Instructions for the task: Recast every line of the entries below as a Markdown table with two columns, Row and Line, giving each row a number and skipping blank lines. Leave the pictures out.

>> START Extracted data

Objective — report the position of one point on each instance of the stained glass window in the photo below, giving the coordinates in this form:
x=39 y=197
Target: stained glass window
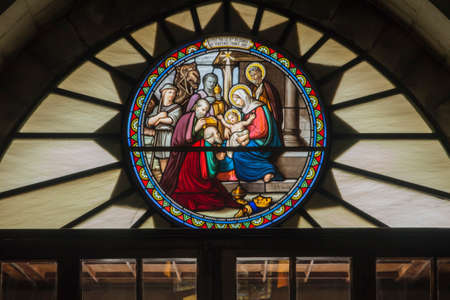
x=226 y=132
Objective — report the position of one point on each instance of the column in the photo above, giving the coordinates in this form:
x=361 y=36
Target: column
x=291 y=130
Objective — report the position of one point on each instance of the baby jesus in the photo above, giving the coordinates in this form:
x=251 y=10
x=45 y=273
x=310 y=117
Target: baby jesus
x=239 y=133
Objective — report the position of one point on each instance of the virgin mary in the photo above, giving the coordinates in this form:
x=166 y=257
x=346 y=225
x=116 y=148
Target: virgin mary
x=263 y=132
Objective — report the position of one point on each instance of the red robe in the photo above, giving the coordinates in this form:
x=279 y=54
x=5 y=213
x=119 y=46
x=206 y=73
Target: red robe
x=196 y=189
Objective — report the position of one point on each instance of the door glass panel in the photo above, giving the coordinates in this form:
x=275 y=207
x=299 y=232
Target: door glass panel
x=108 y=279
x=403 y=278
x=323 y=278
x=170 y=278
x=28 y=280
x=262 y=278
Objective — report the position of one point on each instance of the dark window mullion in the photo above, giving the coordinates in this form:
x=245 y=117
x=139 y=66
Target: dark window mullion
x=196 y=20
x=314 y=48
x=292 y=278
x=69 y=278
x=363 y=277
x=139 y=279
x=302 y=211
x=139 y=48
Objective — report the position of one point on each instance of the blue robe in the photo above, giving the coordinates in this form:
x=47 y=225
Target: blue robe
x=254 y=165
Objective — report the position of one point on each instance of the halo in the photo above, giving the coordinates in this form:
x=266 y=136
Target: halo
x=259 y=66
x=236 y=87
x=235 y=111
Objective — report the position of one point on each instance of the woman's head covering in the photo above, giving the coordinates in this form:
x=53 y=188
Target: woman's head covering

>> END Extracted data

The response:
| Row | Line |
|---|---|
| 1 | Objective — report the position of one point on each instance of the stained glass window in the photo below, giving the coordinates in this form: |
| 2 | x=39 y=197 |
| 3 | Target: stained glass window |
| 4 | x=226 y=132 |
| 5 | Objective — report the position of one point on each instance of the column in the photo above, giving the coordinates in this form: |
| 6 | x=361 y=36 |
| 7 | Target: column |
| 8 | x=291 y=130 |
| 9 | Objective — report the position of one point on each instance of the baby jesus in the photo above, giving the coordinates in this form: |
| 10 | x=251 y=10 |
| 11 | x=45 y=273 |
| 12 | x=310 y=117 |
| 13 | Target: baby jesus |
| 14 | x=239 y=133 |
| 15 | Objective — report the position of one point on each instance of the virgin mary in the photo above, giving the coordinates in this form: |
| 16 | x=166 y=257 |
| 17 | x=346 y=225 |
| 18 | x=116 y=148 |
| 19 | Target: virgin mary |
| 20 | x=263 y=132 |
| 21 | Objective — report the position of one point on each instance of the red robe in the photo above, giving the coordinates in this form: |
| 22 | x=279 y=54 |
| 23 | x=5 y=213 |
| 24 | x=119 y=46 |
| 25 | x=206 y=73 |
| 26 | Target: red robe |
| 27 | x=196 y=189 |
| 28 | Objective — report the position of one point on each instance of the door glass panel in the photo above, giving the coordinates in this form: |
| 29 | x=275 y=207 |
| 30 | x=299 y=232 |
| 31 | Target: door glass panel |
| 32 | x=108 y=279 |
| 33 | x=403 y=278 |
| 34 | x=323 y=278 |
| 35 | x=170 y=278 |
| 36 | x=28 y=280 |
| 37 | x=262 y=278 |
| 38 | Objective — report the position of one point on each instance of the dark window mullion in the photo above, giving the coordinates in this form: |
| 39 | x=245 y=117 |
| 40 | x=139 y=66 |
| 41 | Target: dark window mullion |
| 42 | x=196 y=20 |
| 43 | x=314 y=48 |
| 44 | x=292 y=278 |
| 45 | x=69 y=278 |
| 46 | x=363 y=277 |
| 47 | x=139 y=279 |
| 48 | x=302 y=211 |
| 49 | x=139 y=48 |
| 50 | Objective — report the position of one point on each instance of the blue robe in the photo above, giving the coordinates in this form: |
| 51 | x=47 y=225 |
| 52 | Target: blue robe |
| 53 | x=254 y=165 |
| 54 | Objective — report the position of one point on each instance of the halo in the photo above, giving the coordinates in this form: |
| 55 | x=266 y=136 |
| 56 | Target: halo |
| 57 | x=259 y=66 |
| 58 | x=236 y=87 |
| 59 | x=235 y=111 |
| 60 | Objective — report the position of one point on each instance of the woman's head covering in the photo above, giving the coordinates in this form: |
| 61 | x=53 y=188 |
| 62 | Target: woman's head covering |